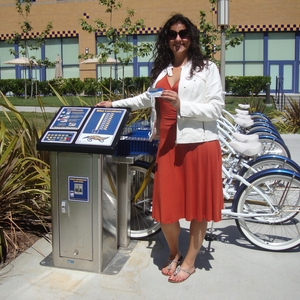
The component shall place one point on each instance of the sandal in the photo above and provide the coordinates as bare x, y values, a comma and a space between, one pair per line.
177, 271
169, 266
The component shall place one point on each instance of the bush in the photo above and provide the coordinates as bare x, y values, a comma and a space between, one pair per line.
246, 85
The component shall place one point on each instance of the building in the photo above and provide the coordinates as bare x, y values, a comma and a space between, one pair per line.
271, 43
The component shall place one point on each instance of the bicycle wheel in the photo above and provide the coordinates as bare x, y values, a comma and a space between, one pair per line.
272, 203
141, 221
268, 161
272, 145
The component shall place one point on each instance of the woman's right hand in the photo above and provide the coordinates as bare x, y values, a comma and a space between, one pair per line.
106, 104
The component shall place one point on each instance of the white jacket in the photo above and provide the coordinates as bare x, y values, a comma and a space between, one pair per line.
201, 104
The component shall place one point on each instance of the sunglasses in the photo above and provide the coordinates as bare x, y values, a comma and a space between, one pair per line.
183, 34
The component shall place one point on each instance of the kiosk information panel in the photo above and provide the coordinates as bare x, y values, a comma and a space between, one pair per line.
84, 129
84, 215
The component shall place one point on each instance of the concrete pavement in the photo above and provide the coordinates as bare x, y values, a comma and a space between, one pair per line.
228, 268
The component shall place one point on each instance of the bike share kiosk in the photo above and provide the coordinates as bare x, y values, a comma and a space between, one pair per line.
84, 217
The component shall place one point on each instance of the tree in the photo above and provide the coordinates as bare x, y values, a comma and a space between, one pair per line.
24, 43
210, 35
117, 38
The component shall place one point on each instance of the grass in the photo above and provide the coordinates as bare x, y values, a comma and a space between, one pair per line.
51, 101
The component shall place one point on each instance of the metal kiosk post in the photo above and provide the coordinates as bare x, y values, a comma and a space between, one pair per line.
84, 222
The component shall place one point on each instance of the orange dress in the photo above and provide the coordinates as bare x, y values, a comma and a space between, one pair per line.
188, 177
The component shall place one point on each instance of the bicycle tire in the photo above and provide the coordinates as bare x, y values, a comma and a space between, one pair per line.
142, 225
273, 145
281, 231
268, 161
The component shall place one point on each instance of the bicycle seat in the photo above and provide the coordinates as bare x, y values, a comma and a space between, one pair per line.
247, 117
247, 149
242, 112
246, 138
244, 122
244, 106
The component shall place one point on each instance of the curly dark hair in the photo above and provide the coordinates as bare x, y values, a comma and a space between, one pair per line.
162, 53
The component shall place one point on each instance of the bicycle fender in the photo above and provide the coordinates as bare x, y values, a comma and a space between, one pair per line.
258, 175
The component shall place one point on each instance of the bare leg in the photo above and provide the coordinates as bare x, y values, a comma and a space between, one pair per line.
197, 235
171, 233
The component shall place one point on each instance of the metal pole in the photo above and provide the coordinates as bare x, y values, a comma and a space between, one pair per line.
223, 22
222, 67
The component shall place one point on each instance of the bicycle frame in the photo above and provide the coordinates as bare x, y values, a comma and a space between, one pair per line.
230, 211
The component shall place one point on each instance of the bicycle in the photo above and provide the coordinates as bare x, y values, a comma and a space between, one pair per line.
265, 207
262, 205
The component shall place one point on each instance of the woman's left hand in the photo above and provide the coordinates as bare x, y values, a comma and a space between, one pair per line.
171, 97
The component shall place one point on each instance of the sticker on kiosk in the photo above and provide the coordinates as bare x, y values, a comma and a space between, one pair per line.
78, 189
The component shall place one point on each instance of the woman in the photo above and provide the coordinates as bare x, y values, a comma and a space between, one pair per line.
188, 178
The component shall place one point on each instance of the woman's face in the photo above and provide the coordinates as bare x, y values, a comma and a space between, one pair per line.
179, 41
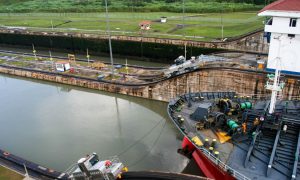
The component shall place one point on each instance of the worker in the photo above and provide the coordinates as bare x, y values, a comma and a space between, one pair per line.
244, 127
256, 122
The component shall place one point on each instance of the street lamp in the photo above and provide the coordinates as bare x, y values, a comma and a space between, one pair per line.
109, 40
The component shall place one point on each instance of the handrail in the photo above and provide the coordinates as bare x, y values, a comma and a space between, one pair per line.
213, 159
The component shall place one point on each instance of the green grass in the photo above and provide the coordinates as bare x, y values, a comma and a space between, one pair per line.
195, 6
206, 25
6, 174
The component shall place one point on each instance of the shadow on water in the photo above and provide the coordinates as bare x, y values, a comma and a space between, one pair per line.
154, 147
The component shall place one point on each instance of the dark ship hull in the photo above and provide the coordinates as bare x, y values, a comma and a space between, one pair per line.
249, 143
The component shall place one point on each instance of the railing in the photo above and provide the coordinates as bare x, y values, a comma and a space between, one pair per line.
211, 157
222, 165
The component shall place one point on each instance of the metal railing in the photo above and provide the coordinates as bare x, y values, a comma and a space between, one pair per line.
222, 165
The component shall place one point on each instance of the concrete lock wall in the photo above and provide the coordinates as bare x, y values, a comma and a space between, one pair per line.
251, 42
246, 83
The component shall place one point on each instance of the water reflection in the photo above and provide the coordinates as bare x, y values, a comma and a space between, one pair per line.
55, 125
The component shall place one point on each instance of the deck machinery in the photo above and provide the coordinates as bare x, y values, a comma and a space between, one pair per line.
238, 135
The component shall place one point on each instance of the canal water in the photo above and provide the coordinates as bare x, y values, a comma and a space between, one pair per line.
55, 125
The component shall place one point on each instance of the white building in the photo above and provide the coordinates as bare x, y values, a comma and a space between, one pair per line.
284, 26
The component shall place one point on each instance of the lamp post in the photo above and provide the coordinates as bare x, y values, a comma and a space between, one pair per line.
34, 52
109, 39
88, 56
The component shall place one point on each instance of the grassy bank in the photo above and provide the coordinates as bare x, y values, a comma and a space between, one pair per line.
196, 26
6, 174
192, 6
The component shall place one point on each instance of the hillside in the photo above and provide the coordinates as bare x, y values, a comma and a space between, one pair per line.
191, 6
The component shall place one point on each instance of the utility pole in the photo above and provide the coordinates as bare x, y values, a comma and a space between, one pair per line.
222, 25
52, 24
34, 52
109, 40
51, 59
183, 16
88, 56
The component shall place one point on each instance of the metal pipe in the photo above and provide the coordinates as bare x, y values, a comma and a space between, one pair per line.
294, 174
273, 152
109, 39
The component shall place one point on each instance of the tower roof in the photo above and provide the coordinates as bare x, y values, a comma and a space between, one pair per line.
283, 5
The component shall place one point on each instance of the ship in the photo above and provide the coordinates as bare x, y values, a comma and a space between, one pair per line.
240, 137
233, 135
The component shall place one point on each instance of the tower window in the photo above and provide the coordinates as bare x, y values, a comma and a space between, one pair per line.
291, 35
270, 21
293, 22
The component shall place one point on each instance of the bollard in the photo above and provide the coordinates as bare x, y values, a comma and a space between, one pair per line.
216, 153
206, 143
211, 149
214, 143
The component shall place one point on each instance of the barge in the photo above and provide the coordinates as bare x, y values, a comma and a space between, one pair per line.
232, 137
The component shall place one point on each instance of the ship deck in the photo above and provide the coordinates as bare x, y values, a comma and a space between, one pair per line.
271, 154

____

**Do this**
Repeat word for word every line from the one that holds "of the bollard" to the end. Both ends count.

**Final result**
The component shall place one point on each instance of the bollard in the photo above and provide the coordinates as bare x, y values, a comma and a space between, one pair per line.
216, 153
206, 143
211, 149
214, 143
The component shall place one point on each instance of the barge in the photo above and provide the coordinates as bare x, y values, a comma and a space between, one pair per line.
232, 137
The component shall place one point on each instance of the ship deck in the photo above and provide the coordinates as bare x, y values, a comma and a space between, one pair per line.
271, 154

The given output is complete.